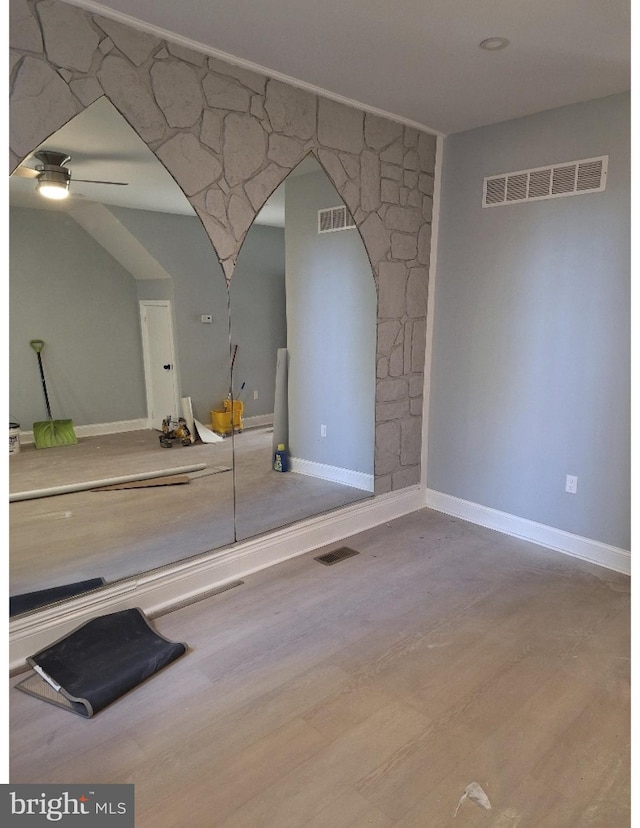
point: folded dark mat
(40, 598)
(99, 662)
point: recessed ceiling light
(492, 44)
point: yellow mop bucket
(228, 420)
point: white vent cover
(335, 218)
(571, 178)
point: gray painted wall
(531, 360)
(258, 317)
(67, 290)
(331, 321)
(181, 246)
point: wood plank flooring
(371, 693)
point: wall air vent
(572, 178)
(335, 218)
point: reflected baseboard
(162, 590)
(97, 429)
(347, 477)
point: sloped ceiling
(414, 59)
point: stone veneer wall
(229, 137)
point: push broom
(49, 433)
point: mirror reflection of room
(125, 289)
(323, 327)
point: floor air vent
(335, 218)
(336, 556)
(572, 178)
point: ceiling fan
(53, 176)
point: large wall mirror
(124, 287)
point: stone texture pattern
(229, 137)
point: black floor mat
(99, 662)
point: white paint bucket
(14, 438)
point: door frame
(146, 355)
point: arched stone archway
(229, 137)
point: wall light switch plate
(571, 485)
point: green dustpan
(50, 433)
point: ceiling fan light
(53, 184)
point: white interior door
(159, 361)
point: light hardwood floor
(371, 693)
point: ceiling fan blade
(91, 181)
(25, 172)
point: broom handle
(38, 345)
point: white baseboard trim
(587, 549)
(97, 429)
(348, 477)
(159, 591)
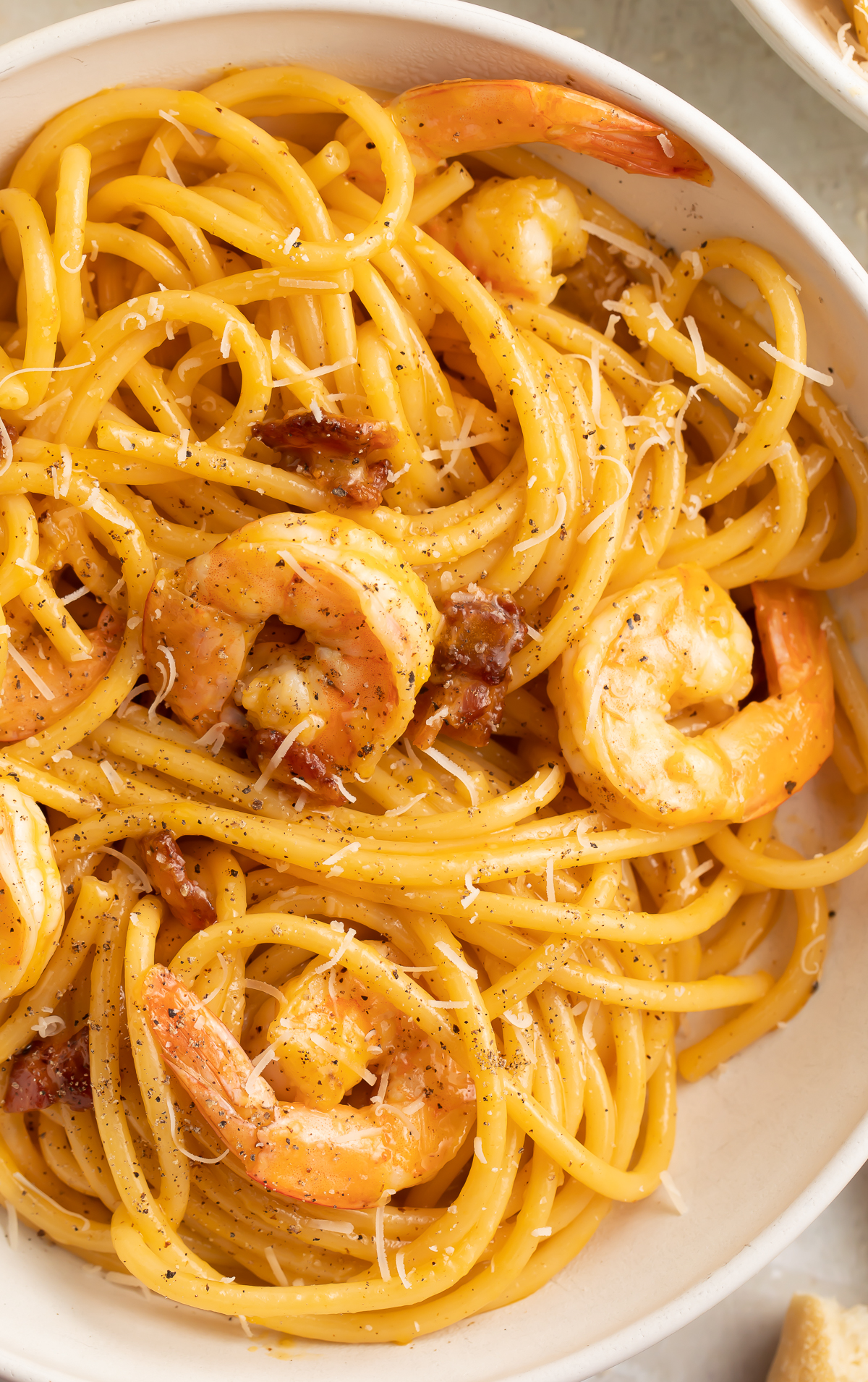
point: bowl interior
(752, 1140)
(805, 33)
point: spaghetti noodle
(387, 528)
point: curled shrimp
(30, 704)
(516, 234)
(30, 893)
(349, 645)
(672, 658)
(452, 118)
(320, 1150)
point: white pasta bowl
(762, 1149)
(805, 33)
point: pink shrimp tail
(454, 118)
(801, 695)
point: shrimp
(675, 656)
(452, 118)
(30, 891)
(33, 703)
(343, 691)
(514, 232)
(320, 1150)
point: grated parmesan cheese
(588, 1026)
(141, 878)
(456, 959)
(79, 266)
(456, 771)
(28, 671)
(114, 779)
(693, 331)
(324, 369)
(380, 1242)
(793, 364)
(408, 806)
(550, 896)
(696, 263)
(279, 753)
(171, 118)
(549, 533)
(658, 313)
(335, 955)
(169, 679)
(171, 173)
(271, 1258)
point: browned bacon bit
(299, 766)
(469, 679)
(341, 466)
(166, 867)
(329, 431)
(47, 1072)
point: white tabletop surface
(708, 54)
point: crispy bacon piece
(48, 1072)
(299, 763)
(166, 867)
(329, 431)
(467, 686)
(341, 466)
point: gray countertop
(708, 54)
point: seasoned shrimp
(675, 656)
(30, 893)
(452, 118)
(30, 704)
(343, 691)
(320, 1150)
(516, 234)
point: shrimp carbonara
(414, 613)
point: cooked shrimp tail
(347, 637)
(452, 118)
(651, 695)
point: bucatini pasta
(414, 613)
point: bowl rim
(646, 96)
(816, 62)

---

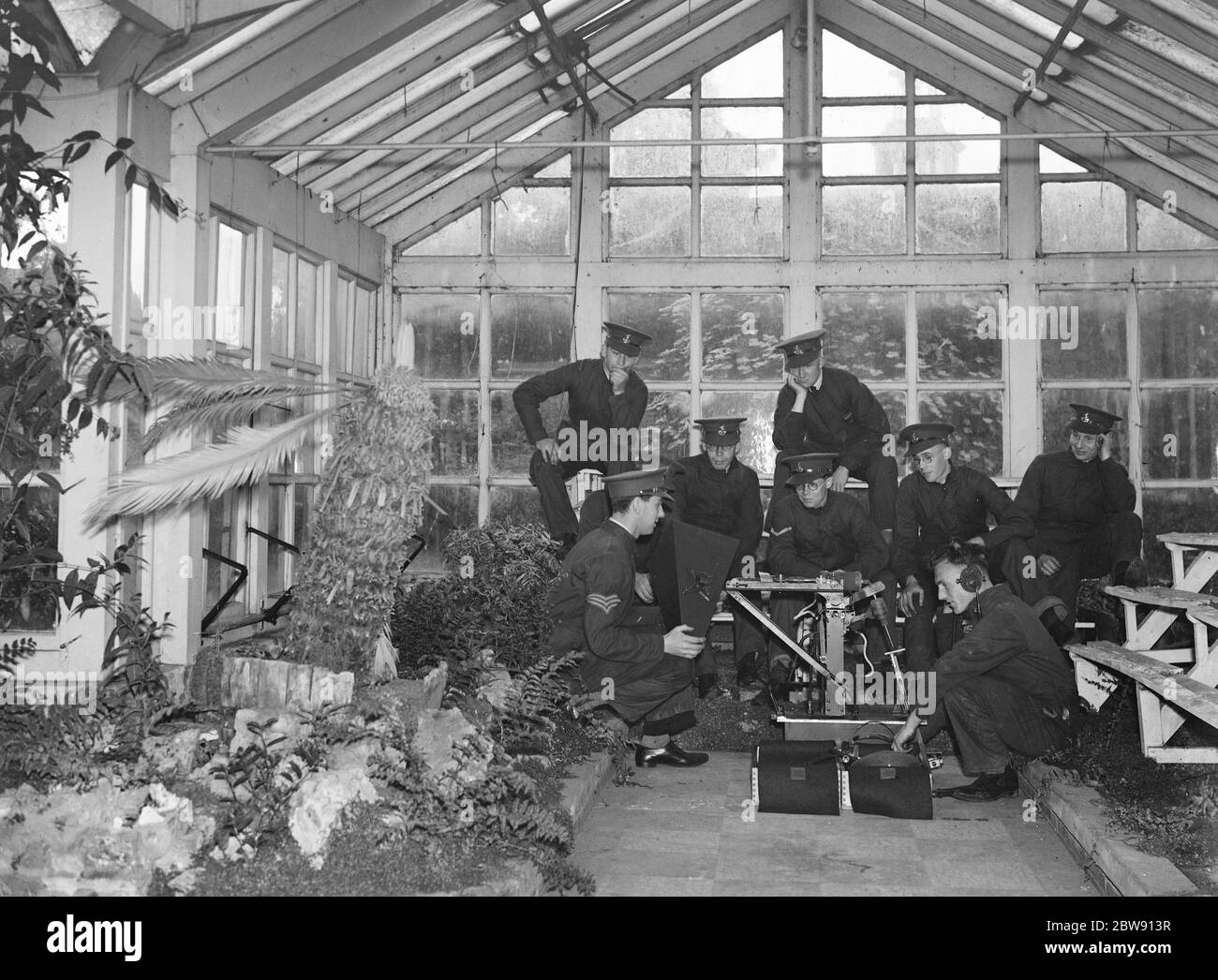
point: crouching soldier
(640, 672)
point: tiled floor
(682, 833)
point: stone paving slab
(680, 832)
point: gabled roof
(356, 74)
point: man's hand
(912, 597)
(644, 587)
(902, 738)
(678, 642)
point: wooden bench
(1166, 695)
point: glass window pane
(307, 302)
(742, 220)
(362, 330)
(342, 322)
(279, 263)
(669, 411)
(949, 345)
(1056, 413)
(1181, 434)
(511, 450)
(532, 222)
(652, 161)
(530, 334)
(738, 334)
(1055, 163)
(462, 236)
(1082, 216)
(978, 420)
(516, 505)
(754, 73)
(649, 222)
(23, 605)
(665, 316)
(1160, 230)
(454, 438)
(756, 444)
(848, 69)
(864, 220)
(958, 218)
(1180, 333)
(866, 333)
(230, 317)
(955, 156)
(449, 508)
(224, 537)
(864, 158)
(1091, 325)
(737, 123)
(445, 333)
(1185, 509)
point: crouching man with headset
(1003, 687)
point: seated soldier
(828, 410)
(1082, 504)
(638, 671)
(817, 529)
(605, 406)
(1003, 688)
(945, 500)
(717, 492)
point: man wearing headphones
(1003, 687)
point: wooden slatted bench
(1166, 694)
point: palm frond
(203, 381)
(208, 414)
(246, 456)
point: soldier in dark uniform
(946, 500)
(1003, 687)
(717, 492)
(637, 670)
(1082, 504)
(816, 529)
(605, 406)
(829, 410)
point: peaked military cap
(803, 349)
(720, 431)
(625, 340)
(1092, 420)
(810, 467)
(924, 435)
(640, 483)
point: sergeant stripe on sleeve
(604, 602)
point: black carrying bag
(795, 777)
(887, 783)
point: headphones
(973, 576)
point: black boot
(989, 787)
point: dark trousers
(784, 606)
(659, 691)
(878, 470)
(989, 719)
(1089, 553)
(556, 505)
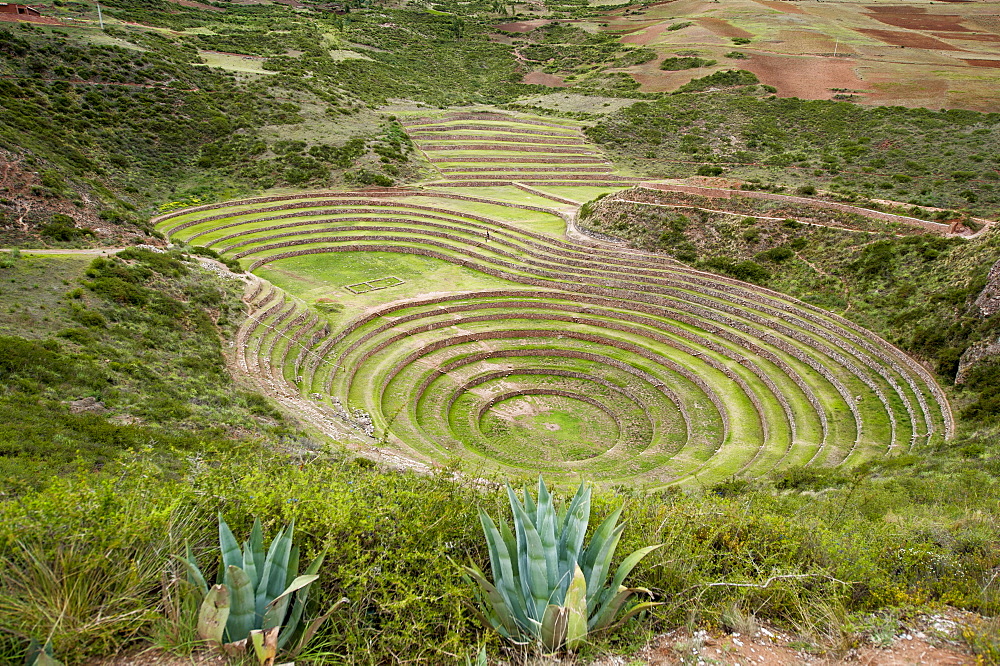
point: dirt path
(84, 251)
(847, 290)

Stated goal => Return each line of the data that contains the string "bowl".

Reply =>
point: bowl interior
point: white pasta bowl
point: bowl rim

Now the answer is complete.